**AVAILABLE DATA**
%%

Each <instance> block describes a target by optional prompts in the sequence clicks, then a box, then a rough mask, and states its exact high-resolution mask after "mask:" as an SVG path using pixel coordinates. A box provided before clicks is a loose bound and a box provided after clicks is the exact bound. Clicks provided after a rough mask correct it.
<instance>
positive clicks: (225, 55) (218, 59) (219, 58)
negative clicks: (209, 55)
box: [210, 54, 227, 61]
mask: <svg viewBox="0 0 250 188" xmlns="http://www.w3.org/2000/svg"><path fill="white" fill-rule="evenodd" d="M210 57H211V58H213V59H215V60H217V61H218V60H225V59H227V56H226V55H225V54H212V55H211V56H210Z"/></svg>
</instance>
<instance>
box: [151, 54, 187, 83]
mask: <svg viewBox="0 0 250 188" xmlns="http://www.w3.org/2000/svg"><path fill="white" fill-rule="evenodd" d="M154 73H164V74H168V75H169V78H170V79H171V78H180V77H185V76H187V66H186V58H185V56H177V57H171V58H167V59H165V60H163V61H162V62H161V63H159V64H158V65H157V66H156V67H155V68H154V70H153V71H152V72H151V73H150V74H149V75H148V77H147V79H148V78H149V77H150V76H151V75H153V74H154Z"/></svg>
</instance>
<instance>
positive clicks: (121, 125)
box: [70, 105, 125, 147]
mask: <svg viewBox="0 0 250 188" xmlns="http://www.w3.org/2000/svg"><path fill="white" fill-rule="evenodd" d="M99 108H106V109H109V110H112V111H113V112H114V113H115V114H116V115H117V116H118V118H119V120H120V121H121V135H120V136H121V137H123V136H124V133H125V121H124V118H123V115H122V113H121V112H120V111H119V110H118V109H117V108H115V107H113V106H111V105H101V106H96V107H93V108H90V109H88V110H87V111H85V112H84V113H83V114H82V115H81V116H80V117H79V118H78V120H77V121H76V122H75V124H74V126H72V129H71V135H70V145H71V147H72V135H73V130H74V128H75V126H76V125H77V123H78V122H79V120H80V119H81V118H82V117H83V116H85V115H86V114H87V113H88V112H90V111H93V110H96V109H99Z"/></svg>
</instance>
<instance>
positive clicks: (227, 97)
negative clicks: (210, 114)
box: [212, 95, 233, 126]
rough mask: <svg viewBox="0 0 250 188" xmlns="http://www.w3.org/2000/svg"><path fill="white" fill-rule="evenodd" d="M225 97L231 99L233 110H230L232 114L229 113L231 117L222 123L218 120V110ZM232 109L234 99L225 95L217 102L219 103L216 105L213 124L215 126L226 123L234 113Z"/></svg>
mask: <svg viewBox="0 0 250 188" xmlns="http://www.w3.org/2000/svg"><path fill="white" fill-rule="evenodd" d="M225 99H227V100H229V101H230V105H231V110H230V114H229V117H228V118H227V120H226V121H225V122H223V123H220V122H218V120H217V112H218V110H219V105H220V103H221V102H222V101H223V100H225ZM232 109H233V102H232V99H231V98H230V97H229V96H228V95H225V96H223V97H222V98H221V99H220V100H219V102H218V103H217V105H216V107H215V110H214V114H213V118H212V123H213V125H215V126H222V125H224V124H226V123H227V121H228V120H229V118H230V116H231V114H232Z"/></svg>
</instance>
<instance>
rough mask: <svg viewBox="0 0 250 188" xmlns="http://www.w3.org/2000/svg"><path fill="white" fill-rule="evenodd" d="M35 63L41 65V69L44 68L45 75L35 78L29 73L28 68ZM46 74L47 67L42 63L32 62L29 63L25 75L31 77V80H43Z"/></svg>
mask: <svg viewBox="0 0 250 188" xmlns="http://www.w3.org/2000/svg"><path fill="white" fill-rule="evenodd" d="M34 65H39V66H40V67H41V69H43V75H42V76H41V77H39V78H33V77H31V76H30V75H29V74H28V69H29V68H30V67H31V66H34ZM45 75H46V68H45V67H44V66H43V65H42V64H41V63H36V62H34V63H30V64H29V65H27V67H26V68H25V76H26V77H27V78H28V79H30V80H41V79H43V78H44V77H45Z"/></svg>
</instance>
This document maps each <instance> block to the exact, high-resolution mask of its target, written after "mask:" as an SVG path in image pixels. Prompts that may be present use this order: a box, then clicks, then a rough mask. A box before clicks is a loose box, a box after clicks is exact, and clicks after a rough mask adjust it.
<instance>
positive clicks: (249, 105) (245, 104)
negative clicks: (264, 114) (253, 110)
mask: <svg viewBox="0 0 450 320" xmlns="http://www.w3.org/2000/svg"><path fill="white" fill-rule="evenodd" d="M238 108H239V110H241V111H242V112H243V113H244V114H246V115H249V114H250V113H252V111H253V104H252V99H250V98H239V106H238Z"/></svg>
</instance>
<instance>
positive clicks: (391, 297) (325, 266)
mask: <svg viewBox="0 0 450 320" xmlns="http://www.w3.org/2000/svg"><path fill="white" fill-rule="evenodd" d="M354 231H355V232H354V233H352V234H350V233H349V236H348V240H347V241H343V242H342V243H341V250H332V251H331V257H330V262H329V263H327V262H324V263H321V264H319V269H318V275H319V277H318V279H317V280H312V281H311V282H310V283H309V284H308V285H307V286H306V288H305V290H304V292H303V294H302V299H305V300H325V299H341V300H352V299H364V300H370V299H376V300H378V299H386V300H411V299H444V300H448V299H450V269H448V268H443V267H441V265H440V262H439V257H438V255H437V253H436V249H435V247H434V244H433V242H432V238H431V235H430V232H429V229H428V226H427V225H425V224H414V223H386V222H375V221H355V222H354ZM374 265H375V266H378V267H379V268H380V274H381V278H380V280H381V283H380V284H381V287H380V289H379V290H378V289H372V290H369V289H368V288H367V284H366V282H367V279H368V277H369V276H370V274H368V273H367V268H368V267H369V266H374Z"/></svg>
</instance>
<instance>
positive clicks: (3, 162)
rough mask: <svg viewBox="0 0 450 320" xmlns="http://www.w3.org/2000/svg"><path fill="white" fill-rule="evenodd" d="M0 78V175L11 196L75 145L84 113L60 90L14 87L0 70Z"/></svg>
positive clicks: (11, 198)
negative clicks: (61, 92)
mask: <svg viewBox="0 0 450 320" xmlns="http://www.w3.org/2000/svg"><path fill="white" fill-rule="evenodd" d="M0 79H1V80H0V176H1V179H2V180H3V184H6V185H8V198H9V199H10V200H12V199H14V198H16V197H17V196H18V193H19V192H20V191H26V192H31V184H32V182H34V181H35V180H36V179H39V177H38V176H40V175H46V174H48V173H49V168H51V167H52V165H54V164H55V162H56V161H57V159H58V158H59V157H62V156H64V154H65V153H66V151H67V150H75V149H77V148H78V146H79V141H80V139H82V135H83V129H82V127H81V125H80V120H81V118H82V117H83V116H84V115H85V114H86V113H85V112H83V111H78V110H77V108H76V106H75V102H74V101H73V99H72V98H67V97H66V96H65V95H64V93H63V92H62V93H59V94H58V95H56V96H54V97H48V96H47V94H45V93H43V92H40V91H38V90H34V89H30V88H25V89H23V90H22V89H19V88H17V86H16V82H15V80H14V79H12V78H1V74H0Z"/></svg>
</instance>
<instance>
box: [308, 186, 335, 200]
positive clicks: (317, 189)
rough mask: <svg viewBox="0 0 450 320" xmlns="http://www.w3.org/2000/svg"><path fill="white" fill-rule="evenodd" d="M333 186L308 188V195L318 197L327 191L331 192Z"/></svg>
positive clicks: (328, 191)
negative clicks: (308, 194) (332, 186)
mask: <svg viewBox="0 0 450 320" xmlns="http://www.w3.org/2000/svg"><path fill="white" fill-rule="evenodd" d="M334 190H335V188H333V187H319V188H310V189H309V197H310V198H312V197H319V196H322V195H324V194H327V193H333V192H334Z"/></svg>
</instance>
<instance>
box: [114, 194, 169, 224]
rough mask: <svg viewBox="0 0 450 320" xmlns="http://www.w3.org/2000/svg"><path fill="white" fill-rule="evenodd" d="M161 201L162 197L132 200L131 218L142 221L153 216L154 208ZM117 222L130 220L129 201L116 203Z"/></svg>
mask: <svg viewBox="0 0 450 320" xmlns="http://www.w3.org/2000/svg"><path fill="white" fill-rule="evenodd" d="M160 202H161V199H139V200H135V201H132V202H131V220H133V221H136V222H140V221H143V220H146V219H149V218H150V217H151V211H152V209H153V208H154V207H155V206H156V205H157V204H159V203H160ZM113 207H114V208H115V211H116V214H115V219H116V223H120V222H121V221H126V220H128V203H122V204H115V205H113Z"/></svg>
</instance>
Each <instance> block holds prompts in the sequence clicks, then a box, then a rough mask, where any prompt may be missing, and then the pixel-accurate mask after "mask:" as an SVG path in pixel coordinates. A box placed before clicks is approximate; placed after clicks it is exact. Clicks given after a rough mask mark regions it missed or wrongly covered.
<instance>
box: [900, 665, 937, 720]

%%

**INSTRUCTIONS TO FOLLOW**
Which lines of the listing contain the string "resolution"? Copy every one of them.

**OUTPUT BELOW**
Each <instance> block describes a target by optional prompts in the sequence clicks, then a box, then a rough mask, and states its exact high-resolution mask after "mask:" as an SVG path using pixel coordinates. A box provided before clicks is a loose bound and a box provided after clicks is the exact bound. Clicks provided after a rough mask correct it.
This document maps each <instance> block to the exact, high-resolution mask of its target, written after "mask:" as an SVG path in image pixels. Prompts that may be present use this order: a box, then clicks, then a rough mask. A box before clicks is a loose box, a box after clicks is exact, and clicks after a rough mask adjust it.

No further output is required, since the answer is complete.